**DATA FOR THE TASK**
########################################
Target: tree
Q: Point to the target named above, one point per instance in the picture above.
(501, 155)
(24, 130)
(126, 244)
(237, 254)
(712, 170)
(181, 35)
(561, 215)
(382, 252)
########################################
**WHAT TO WORK ON**
All the entries above need to be reproduced exactly.

**EXERCISE OUTPUT**
Target: tree
Q: Point to the target named above, one point per instance in the picture above.
(501, 155)
(24, 130)
(126, 244)
(237, 254)
(712, 170)
(181, 35)
(561, 215)
(382, 252)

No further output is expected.